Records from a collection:
******************************
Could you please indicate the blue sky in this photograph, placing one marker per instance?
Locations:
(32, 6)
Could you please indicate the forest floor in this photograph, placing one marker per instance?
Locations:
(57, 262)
******************************
PROBLEM TO WORK ON —
Transcribe all of the data exactly, leaving no line out.

EXPECTED ANSWER —
Could you please indicate the blue sky in this photograph, placing one marker per instance?
Locations:
(32, 6)
Could you please indicate the forest floor in this photograph, placing one marker per instance?
Locations:
(57, 262)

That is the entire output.